Citation (if available): Beniamine, Sacha (2023). AraVeLex: Modern Standard Arabic Verbal lexicon [Data set]. Zenodo. https://doi.org/10.5281/zenodo.10100678

Data set developer(s): Sacha Beniamine

Data sheet author(s): Sacha Beniamine

Others who contributed to this document: None

Motivation

For what purpose was the dataset created? Was there a specific task in mind? Was there a specific gap that needed to be filled? Please provide a description.

This dataset was created in order to study the inflectional morphology of Modern Standard Arabic. It was first created for the comparative work I did during my PhD dissertation. It is suitable for use in NLP and linguistic investigation.

Who created the dataset (for example, which team, research group) and on behalf of which entity (for example, company, institution, organization)?

The original data was crowdsourced (Wiktionary); then extracted as part of the Unimorph project. This dataset was first adapted from the 2016 Unimorph by Sacha Beniamine as part of his PhD dissertation at the Laboratoire de Linguistique Formelle (LLF) of University Paris Cité.

:: DATASET EXCERPTS ::
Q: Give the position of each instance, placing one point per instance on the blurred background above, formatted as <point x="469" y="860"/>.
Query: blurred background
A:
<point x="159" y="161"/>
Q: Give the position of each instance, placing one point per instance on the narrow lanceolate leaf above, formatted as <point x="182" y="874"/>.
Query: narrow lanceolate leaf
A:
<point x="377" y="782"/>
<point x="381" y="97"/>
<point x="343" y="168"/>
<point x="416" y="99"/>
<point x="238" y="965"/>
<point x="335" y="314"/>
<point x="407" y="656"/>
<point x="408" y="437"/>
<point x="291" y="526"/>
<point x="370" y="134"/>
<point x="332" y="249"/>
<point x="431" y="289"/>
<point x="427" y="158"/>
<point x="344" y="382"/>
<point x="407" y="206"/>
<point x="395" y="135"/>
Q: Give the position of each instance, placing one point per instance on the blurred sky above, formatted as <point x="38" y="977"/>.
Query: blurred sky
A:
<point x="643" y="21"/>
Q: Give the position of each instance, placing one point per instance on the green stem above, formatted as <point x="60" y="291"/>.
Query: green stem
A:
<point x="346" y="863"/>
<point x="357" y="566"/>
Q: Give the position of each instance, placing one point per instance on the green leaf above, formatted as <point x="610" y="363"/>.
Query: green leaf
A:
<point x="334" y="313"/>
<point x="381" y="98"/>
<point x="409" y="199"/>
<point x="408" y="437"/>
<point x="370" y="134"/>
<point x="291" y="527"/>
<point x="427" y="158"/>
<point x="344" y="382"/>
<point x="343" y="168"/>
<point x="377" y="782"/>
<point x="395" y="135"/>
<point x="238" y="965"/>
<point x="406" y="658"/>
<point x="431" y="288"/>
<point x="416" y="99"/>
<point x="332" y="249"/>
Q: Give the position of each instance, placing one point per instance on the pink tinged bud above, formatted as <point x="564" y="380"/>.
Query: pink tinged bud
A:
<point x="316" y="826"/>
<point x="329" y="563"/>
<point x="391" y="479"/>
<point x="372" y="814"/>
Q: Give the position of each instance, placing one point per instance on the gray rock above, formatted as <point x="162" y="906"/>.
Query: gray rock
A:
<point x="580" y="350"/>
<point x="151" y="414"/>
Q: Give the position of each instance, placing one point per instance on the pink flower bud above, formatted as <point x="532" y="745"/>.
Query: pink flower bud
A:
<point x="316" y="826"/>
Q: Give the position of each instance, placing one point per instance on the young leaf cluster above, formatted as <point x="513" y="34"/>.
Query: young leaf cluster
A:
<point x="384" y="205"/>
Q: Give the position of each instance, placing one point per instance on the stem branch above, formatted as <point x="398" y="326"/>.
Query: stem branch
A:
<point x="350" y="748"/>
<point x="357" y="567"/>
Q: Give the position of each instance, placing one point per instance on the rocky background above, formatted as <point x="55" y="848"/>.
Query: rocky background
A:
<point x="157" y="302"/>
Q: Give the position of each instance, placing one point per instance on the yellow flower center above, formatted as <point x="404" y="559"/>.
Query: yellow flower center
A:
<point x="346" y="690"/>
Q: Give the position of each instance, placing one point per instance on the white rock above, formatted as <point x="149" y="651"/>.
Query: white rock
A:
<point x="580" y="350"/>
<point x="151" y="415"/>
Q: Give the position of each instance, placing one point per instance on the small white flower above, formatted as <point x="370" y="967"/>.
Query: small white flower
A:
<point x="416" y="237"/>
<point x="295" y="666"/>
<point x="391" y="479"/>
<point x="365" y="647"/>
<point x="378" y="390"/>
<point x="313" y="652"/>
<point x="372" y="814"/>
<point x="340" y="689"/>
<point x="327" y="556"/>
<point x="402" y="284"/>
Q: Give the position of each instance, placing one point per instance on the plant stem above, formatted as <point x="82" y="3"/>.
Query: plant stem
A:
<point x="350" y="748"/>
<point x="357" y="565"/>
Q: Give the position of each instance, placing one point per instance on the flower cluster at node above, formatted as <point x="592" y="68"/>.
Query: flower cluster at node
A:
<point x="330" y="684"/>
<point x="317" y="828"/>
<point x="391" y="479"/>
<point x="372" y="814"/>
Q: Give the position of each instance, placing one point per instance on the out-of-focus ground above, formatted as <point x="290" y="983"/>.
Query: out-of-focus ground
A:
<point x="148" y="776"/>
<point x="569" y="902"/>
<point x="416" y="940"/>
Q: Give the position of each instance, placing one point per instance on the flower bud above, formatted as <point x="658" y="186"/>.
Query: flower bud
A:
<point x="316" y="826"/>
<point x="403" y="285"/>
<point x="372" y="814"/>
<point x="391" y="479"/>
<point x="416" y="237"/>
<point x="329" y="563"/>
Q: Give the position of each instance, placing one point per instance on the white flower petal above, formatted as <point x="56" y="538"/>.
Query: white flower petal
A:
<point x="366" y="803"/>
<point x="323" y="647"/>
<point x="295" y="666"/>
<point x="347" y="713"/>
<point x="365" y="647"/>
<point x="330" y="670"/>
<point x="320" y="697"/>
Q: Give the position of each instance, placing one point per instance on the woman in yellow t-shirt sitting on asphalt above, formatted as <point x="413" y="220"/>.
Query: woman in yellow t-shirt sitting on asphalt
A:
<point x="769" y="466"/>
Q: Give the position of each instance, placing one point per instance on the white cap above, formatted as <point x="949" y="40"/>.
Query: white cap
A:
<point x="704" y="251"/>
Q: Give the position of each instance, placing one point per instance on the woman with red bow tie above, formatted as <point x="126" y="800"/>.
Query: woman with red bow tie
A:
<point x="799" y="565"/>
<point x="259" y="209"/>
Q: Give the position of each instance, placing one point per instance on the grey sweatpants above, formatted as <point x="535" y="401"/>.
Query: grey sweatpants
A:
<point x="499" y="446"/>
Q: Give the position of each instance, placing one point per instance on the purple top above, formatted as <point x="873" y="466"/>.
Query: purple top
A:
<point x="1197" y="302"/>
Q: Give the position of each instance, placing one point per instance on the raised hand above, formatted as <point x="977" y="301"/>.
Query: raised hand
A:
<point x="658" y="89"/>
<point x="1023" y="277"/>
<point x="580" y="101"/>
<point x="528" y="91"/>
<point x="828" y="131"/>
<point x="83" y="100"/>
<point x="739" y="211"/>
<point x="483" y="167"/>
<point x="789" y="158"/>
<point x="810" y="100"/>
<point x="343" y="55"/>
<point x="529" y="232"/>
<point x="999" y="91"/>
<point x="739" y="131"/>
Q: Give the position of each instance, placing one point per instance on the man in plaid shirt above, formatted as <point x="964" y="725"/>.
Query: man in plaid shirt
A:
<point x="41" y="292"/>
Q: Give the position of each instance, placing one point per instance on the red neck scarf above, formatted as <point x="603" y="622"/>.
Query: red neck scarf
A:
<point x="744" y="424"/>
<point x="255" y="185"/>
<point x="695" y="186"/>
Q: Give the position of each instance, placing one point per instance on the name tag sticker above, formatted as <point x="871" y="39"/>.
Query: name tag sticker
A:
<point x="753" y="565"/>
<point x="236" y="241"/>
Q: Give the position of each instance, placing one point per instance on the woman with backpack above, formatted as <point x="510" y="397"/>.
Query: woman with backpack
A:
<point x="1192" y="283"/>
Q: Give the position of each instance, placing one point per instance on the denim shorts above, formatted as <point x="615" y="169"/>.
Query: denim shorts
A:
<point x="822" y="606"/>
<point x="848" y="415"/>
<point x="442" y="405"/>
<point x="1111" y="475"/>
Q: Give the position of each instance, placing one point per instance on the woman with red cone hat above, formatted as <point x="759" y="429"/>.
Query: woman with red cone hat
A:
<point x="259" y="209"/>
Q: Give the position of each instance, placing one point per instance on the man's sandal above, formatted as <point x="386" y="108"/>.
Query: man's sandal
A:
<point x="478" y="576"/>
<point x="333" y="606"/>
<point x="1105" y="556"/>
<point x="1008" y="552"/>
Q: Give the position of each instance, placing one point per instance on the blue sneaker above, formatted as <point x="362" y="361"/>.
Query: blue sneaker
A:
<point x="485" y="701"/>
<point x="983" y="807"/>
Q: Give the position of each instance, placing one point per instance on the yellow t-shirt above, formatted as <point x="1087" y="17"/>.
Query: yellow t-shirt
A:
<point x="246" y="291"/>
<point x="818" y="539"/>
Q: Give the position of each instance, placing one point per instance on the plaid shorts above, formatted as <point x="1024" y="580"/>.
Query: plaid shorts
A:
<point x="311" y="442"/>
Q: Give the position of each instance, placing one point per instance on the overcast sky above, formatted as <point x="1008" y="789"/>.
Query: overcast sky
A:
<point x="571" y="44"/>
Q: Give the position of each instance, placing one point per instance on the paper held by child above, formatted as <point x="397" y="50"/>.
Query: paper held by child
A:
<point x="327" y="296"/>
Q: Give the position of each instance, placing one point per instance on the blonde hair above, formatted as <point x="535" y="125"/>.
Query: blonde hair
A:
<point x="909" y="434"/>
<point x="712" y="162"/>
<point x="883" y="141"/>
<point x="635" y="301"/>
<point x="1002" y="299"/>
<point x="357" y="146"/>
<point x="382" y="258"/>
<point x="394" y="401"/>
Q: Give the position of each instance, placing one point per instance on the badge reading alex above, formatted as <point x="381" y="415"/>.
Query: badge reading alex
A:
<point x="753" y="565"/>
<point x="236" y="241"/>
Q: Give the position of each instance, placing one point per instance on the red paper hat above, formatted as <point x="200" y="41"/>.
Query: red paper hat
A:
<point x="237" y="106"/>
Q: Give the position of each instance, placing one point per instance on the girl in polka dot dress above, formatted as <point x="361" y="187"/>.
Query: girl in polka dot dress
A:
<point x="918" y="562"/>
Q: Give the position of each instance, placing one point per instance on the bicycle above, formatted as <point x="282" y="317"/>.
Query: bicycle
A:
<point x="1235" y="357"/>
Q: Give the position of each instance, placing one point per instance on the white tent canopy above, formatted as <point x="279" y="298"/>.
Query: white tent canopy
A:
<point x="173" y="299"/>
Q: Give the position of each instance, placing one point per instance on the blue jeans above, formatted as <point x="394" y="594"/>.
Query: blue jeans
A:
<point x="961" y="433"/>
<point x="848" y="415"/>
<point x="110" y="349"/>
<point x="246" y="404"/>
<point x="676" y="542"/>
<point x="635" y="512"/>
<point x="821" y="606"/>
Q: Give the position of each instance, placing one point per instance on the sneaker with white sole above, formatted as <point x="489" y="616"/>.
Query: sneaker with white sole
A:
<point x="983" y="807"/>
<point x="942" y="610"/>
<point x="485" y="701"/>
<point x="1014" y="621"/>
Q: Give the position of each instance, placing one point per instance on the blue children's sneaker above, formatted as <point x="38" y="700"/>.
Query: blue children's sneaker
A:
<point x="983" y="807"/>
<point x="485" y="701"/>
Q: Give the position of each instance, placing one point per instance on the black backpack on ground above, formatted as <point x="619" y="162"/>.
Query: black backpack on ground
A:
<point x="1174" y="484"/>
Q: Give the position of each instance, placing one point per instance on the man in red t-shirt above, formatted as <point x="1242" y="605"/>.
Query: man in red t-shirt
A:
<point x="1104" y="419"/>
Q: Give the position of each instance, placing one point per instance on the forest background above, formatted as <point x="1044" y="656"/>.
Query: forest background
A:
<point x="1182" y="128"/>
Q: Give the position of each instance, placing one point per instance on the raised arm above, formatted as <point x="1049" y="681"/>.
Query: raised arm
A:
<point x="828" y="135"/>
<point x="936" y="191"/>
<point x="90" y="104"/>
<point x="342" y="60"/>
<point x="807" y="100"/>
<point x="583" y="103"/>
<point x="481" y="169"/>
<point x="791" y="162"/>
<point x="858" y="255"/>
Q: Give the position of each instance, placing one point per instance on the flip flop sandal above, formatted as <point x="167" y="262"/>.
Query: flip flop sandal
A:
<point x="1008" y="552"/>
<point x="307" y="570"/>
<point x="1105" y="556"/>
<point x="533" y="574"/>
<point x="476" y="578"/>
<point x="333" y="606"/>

:: WRITTEN INSTRUCTION ::
Summarize the datasheet in two sentences. The entries have no role here.

:: FULL ANSWER ::
AraVeLex, a Modern Standard Arabic verbal lexicon developed by Sacha Beniamine, was created to study the inflectional morphology of Modern Standard Arabic, first for comparative work in Beniamine's PhD dissertation, and is suitable for NLP and linguistic investigation. Its original data was crowdsourced from Wiktionary and extracted as part of the Unimorph project, and the dataset was first adapted from the 2016 Unimorph at the Laboratoire de Linguistique Formelle (LLF) of University Paris Cité.